§ **Consignes**
A – Recopiez fidèlement le passage du fil sur le Powerbook G4 compris entre « Celui-ci (que j'avais » et « d'autonomie à changer. », bornes incluses.
B – D'après le fil sur le Powerbook G4, combien de temps la batterie de la machine tient-elle encore ?

# Powerbook G4 chauffe bcp + clic disque dur et graveur prob.



## Anonyme (3 Août 2009)

Bonsoir,

Je prête (car je l'aime encore beaucoup ce Mac) un Powerbook G4 12" 1,5 Ghz 1,25Go de Ram 100Go de HD à mon amie.

Celui-ci (que j'avais acquis d'occaz et qui a 51 mois) a 3 marques sur l'écran (écran non protégé lorsqu'il est rabattu sur le clavier par son ancien propriétaire) mais on n'y peut rien et une batterie avec 15 minutes d'autonomie à changer.

Mais surtout je trouve (d'ailleurs tout comme mon Macbook Pro 13" actuel mais moins depuis l'installation de _Fan Control_ et qui malheureusement ne semble pas marcher sur mon powerbook) qu'il chauffe trop vite et le *ventilateur s'emballe* ce qui est incommodant aux oreilles et très inconfortable pour les cuisses (brûlures) de ma "précieuse" .

D'autre part et non des moindres le *disque dur semble faire un cliquetis* par intermittence ce qui semblerait indiquer un état de mort subite (paix à son âme), j'ai essayé l'utilitaire de disque qui m'a indiqué une erreur et qu'il ne pouvait réparer le condamné en sursis.

Enfin le *mange-disque super drive* qui fait un bruit du diable dès qu'on y insère un disque optique, n'accepte pas toujours les doubles capacités en dvd et donc je ne puis installer Léopard ce qui m'attriste fortement car j'en suis réduit à mettre un "tigre" dans mon moteur. J'aimerais donc pouvoir changer de carburant .

Suis-je donc contraint de changer de disque dur, de graveur dvd et d'ouvrir la bête de sorte à nettoyer ses entrailles prises par des poussières ou petits débris divers et variés qui la pousse dans ses derniers retranchements en rugissant par ces ventilateurs déboussolés ?

J'attends avec impatience vos réponses et vous remercie à l'avance pour tout l'aide que vous pourriez m'apporter. 

A+


----------



## Anonyme (4 Août 2009)

Slt,

Personne n'aurait ne serait-ce qu'un début de réponse ?

Merci par avance.

A+


----------



## lpl (4 Août 2009)

Scuden a dit:


> Slt,
> 
> Personne n'aurait ne serait-ce qu'un début de réponse ?
> 
> ...



Vu l'âge du mac  (pourtant très performant) et du "disque dur"  j'en profiterais pour ouvrir mettre un IDE 2,5 " neuf

http://www.materiel.net/ctl/Disques_durs_pour_portables/

Achètes une bombe de dépoussiérage pour la carte mère et le ventilo, pour le lecteur si tu en trouves un de compatible c'est sûr qu'il vaut mieux tout faire en même temps. Sinon tu peux utiliser le lecteur DVD de ton macbook en target (firewire) pour l'installation 

Une petite installation de OS X propre et c'est reparti pour un tour.

lpl


----------



## pickwick (4 Août 2009)

Bien faire attention au format IDE et pas SATA.


----------



## Anonyme (4 Août 2009)

Je vous remercie de l'intérêt que vous portez à mes ennuis. 

Cependant je me pose 2 questions : 

--> Est-ce possible de relier (en _target_ : je ne sais pas exactement ce que cela veut dire "cible") mon Powerbook 12" avec mon MacBook Pro 13"(= même type de fiche firewire ou problème de compatibilité) ?

§ **Données enregistrées**
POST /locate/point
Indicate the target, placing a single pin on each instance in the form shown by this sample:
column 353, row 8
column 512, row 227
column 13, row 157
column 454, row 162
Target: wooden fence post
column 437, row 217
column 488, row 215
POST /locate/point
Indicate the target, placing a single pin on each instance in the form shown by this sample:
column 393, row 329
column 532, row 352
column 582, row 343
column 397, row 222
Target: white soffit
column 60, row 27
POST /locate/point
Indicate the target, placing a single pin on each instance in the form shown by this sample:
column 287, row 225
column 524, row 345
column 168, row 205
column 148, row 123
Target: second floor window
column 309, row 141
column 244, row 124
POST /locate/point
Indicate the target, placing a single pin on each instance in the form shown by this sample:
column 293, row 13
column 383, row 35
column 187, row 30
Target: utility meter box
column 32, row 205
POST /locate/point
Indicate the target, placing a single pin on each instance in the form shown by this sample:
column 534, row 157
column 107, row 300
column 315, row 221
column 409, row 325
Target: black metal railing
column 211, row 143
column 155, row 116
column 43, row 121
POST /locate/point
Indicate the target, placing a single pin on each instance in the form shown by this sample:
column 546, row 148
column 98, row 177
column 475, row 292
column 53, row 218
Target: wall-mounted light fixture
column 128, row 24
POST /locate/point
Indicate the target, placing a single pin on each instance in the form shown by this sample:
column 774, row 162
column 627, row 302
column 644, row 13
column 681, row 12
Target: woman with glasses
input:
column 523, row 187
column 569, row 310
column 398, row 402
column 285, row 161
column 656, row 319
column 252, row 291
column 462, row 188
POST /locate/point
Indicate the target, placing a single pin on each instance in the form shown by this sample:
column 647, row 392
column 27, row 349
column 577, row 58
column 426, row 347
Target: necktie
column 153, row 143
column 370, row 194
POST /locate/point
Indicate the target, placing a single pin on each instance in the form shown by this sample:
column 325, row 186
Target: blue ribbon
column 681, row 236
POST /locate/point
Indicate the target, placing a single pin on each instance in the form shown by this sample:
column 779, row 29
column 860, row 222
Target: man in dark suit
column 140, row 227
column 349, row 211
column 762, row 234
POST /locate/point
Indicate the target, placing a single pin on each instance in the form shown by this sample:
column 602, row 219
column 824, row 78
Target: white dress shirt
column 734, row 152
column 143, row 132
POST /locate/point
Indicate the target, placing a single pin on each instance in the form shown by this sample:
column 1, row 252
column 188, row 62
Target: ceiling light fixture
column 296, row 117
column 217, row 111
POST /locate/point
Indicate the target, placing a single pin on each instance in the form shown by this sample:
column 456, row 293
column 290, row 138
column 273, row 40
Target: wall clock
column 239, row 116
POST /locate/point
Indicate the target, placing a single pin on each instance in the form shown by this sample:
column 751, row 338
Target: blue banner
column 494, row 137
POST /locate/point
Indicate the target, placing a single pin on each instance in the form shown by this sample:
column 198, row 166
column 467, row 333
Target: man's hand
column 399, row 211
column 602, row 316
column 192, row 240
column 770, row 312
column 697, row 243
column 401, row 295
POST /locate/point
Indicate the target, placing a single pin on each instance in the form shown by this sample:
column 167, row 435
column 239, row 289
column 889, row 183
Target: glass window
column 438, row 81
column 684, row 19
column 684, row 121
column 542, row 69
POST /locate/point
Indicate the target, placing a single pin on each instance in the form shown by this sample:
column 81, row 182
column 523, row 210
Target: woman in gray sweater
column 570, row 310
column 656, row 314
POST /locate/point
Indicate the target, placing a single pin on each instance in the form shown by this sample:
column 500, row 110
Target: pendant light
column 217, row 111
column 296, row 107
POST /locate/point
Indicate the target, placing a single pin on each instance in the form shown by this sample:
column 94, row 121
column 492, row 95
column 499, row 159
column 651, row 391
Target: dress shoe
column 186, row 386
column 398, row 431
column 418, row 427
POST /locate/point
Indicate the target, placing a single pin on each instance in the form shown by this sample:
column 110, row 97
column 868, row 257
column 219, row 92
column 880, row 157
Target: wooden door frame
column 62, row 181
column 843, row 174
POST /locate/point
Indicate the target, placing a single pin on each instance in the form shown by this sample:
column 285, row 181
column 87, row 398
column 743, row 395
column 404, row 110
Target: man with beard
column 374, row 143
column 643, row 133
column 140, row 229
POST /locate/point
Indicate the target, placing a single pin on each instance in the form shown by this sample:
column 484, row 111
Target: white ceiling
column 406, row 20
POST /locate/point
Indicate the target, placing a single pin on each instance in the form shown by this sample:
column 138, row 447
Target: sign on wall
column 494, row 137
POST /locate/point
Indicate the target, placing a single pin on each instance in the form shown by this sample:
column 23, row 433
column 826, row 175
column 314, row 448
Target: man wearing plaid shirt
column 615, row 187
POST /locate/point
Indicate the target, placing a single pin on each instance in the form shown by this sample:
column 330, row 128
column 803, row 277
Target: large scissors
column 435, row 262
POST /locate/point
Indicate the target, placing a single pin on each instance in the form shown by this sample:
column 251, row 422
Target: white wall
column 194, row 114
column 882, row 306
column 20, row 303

§ **Réponses par consigne**
A –
Celui-ci (que j'avais acquis d'occaz et qui a 51 mois) a 3 marques sur l'écran (écran non protégé lorsqu'il est rabattu sur le clavier par son ancien propriétaire) mais on n'y peut rien et une batterie avec 15 minutes d'autonomie à changer.

B – La batterie n'offre plus que 15 minutes d'autonomie.